Start of DATASET CONTENT

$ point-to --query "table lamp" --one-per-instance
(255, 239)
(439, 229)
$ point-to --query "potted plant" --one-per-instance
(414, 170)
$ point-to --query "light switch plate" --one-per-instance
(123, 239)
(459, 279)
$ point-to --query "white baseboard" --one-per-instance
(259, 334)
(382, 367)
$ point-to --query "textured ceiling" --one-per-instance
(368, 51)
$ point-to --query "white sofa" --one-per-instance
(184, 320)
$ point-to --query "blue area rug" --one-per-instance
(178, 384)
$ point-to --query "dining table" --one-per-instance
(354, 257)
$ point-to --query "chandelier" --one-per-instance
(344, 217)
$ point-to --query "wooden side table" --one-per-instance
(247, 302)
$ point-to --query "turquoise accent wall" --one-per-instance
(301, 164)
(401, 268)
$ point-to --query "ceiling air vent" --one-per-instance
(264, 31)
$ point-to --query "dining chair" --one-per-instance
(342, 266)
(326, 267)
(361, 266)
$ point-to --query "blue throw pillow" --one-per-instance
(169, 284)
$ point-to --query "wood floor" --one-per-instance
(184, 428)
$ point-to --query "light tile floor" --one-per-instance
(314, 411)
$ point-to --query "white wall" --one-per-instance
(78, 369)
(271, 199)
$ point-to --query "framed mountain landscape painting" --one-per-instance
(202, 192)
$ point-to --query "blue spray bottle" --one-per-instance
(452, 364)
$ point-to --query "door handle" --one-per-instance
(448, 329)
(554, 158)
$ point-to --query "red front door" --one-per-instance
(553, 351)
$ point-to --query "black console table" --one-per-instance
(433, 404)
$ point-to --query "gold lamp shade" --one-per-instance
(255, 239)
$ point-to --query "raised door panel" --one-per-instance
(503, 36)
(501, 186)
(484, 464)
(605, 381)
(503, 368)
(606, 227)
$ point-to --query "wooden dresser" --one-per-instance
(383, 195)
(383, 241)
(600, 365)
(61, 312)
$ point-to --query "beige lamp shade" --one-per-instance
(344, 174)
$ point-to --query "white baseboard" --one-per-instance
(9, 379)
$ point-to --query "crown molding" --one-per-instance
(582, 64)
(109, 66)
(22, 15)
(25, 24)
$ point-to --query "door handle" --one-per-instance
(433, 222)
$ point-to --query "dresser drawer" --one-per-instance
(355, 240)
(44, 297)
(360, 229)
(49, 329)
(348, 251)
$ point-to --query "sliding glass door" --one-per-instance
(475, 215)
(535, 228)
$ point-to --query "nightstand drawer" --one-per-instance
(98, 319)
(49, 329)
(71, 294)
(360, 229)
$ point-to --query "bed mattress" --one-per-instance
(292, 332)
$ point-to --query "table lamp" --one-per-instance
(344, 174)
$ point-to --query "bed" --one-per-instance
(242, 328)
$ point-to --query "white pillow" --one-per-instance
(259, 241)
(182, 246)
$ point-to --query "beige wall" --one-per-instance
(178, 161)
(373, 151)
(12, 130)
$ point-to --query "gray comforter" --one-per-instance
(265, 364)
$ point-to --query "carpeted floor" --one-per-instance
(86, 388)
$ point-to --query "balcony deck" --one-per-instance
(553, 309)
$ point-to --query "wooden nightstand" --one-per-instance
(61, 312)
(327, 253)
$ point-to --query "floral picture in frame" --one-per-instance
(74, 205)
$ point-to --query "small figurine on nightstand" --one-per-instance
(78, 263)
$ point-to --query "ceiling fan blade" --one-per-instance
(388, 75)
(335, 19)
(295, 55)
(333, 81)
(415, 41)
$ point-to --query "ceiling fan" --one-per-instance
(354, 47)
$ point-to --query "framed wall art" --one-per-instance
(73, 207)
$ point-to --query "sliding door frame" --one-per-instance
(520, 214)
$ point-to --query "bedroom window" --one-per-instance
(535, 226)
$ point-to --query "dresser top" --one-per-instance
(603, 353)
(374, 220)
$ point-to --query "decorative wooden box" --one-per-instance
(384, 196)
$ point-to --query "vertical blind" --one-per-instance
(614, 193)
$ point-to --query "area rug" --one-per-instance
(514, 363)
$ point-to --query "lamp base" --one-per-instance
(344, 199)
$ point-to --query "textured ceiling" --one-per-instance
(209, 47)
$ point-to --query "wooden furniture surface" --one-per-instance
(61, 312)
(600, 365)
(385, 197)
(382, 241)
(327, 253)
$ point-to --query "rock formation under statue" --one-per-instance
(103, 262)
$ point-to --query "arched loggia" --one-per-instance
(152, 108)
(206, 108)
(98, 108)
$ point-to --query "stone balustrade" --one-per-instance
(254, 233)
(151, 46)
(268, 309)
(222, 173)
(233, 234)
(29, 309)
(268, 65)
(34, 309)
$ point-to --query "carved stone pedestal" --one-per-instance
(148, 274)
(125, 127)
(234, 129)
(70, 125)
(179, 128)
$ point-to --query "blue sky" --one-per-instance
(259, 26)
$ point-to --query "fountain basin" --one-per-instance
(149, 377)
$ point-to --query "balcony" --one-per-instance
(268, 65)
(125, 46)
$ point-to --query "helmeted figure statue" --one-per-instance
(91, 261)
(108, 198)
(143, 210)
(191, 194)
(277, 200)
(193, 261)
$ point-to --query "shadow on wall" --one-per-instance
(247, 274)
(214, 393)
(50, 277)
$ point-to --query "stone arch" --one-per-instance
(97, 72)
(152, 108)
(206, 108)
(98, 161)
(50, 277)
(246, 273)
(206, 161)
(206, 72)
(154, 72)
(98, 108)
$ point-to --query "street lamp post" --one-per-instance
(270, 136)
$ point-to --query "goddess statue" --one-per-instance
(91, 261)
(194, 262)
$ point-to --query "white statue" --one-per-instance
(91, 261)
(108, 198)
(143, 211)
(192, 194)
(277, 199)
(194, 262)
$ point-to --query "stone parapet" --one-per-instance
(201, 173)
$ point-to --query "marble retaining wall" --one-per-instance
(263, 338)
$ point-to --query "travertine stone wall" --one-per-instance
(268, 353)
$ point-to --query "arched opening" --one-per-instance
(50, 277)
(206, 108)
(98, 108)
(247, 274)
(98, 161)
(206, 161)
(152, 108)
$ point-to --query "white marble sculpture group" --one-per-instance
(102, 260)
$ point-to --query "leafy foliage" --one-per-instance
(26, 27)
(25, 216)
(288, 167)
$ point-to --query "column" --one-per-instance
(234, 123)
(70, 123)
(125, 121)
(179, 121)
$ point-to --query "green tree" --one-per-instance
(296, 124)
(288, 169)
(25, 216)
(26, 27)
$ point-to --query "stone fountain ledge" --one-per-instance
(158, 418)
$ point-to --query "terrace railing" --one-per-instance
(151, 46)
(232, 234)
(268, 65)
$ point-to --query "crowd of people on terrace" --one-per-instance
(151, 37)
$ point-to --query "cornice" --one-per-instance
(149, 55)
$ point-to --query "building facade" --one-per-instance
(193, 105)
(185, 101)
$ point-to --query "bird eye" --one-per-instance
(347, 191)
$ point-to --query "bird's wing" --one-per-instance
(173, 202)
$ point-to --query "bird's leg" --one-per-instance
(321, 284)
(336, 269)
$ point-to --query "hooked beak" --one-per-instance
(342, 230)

End of DATASET CONTENT

SET TASK:
Return what is listed above, exactly and completely.

RESPONSE BELOW:
$ point-to --query "table lamp" --one-per-instance
(255, 239)
(439, 229)
$ point-to --query "potted plant" --one-per-instance
(414, 170)
$ point-to --query "light switch plate" --one-per-instance
(123, 239)
(459, 279)
$ point-to --query "white baseboard" --one-per-instance
(259, 334)
(382, 367)
$ point-to --query "textured ceiling" --one-per-instance
(368, 51)
$ point-to --query "white sofa" --one-per-instance
(184, 320)
$ point-to --query "blue area rug" --one-per-instance
(178, 384)
$ point-to --query "dining table" --one-per-instance
(354, 257)
$ point-to --query "chandelier" --one-per-instance
(344, 217)
$ point-to --query "wooden side table" --one-per-instance
(247, 302)
$ point-to --query "turquoise accent wall" --one-per-instance
(301, 164)
(401, 268)
$ point-to --query "ceiling air vent" --one-per-instance
(264, 31)
$ point-to --query "dining chair" --one-per-instance
(342, 266)
(326, 267)
(361, 266)
$ point-to --query "blue throw pillow" --one-per-instance
(169, 284)
$ point-to --query "wood floor" --one-per-instance
(184, 428)
$ point-to --query "light tile floor" --one-per-instance
(314, 411)
$ point-to --query "white wall" --one-per-instance
(78, 369)
(271, 199)
$ point-to --query "framed mountain landscape painting" --one-per-instance
(202, 192)
$ point-to --query "blue spray bottle" --one-per-instance
(452, 364)
$ point-to --query "door handle" --one-per-instance
(448, 329)
(554, 158)
$ point-to --query "red front door" --one-per-instance
(553, 351)
$ point-to --query "black console table" --one-per-instance
(433, 404)
$ point-to --query "gold lamp shade" --one-per-instance
(255, 239)
$ point-to --query "raised door panel" --one-per-instance
(503, 36)
(501, 186)
(484, 464)
(605, 381)
(503, 368)
(606, 227)
$ point-to --query "wooden dresser" --one-per-instance
(383, 195)
(383, 241)
(600, 365)
(61, 312)
$ point-to --query "beige lamp shade" --one-per-instance
(344, 174)
$ point-to --query "white baseboard" --one-per-instance
(9, 379)
$ point-to --query "crown molding" --one-per-instance
(582, 64)
(109, 66)
(22, 15)
(25, 24)
$ point-to --query "door handle" --one-per-instance
(433, 222)
$ point-to --query "dresser drawer" --one-per-instance
(355, 240)
(44, 297)
(360, 229)
(49, 329)
(348, 251)
$ point-to --query "sliding glass door" --one-per-instance
(475, 215)
(535, 228)
$ point-to --query "nightstand drawer" --one-per-instance
(98, 319)
(49, 329)
(71, 294)
(360, 229)
$ point-to --query "bed mattress" --one-per-instance
(292, 332)
$ point-to --query "table lamp" --one-per-instance
(344, 174)
$ point-to --query "bed" --one-per-instance
(242, 328)
$ point-to --query "white pillow" --one-per-instance
(259, 241)
(182, 246)
$ point-to --query "beige wall" --one-per-instance
(178, 161)
(373, 151)
(12, 130)
$ point-to --query "gray comforter" --one-per-instance
(265, 364)
$ point-to --query "carpeted floor" --one-per-instance
(86, 388)
$ point-to --query "balcony deck" --one-per-instance
(553, 309)
$ point-to --query "wooden nightstand" --one-per-instance
(61, 312)
(327, 253)
$ point-to --query "floral picture in frame" --one-per-instance
(74, 205)
$ point-to --query "small figurine on nightstand" --one-per-instance
(78, 263)
$ point-to --query "ceiling fan blade" --one-per-instance
(388, 75)
(335, 19)
(295, 55)
(333, 81)
(415, 41)
$ point-to --query "ceiling fan" --one-per-instance
(354, 47)
$ point-to --query "framed wall art" --one-per-instance
(73, 207)
$ point-to --query "sliding door frame" --one-per-instance
(520, 214)
$ point-to --query "bedroom window" --one-per-instance
(535, 226)
$ point-to --query "dresser top" --one-per-instance
(603, 353)
(374, 220)
$ point-to --query "decorative wooden box" --one-per-instance
(384, 196)
$ point-to --query "vertical blind" --one-per-instance
(614, 193)
$ point-to --query "area rug" --one-per-instance
(514, 363)
$ point-to --query "lamp base" --one-per-instance
(344, 199)
$ point-to --query "textured ceiling" --one-per-instance
(209, 47)
$ point-to --query "wooden furniture surface" --one-per-instance
(61, 312)
(600, 365)
(385, 197)
(382, 241)
(327, 253)
$ point-to --query "rock formation under statue" --one-per-instance
(103, 262)
$ point-to --query "arched loggia" --one-per-instance
(152, 108)
(206, 108)
(98, 108)
$ point-to --query "stone balustrade" --one-per-instance
(254, 233)
(151, 46)
(268, 309)
(222, 173)
(233, 234)
(29, 309)
(268, 65)
(34, 309)
$ point-to --query "carved stone pedestal" --one-per-instance
(148, 274)
(125, 127)
(234, 129)
(70, 125)
(179, 128)
$ point-to --query "blue sky" --one-per-instance
(259, 26)
$ point-to --query "fountain basin" --one-per-instance
(149, 377)
$ point-to --query "balcony" --one-per-instance
(268, 65)
(125, 46)
$ point-to --query "helmeted figure statue" --one-per-instance
(91, 261)
(108, 198)
(143, 210)
(191, 194)
(277, 200)
(193, 261)
$ point-to --query "shadow on wall" --one-per-instance
(247, 274)
(214, 393)
(50, 277)
$ point-to --query "stone arch" --one-per-instance
(97, 72)
(152, 108)
(206, 108)
(98, 161)
(50, 277)
(246, 273)
(206, 161)
(206, 72)
(154, 72)
(98, 108)
$ point-to --query "street lamp post" --one-per-instance
(270, 136)
$ point-to --query "goddess statue" --one-per-instance
(91, 261)
(194, 262)
$ point-to --query "white statue" --one-per-instance
(91, 261)
(108, 198)
(143, 211)
(192, 194)
(277, 199)
(194, 262)
$ point-to --query "stone parapet" --one-per-instance
(201, 173)
$ point-to --query "marble retaining wall" --one-per-instance
(263, 338)
$ point-to --query "travertine stone wall" --one-per-instance
(268, 353)
$ point-to --query "arched opening" --one-per-instance
(50, 277)
(206, 108)
(98, 108)
(247, 274)
(98, 161)
(206, 161)
(152, 108)
$ point-to --query "white marble sculpture group" --one-per-instance
(102, 260)
$ point-to --query "leafy foliage" --one-per-instance
(26, 27)
(25, 216)
(288, 167)
$ point-to --query "column" --one-per-instance
(234, 123)
(70, 123)
(125, 121)
(179, 121)
$ point-to --query "green tree" --one-per-instance
(296, 124)
(288, 169)
(25, 216)
(26, 27)
$ point-to --query "stone fountain ledge" --one-per-instance
(158, 418)
$ point-to --query "terrace railing" --one-per-instance
(151, 46)
(232, 234)
(268, 65)
$ point-to --query "crowd of people on terrace" --one-per-instance
(151, 37)
$ point-to --query "cornice" --one-per-instance
(149, 55)
$ point-to --query "building facade" --one-per-instance
(193, 105)
(185, 101)
$ point-to --query "bird eye" --one-per-instance
(347, 191)
$ point-to --query "bird's wing" --one-per-instance
(173, 202)
$ point-to --query "bird's leg" --one-per-instance
(321, 284)
(336, 269)
$ point-to --query "hooked beak" --one-per-instance
(342, 230)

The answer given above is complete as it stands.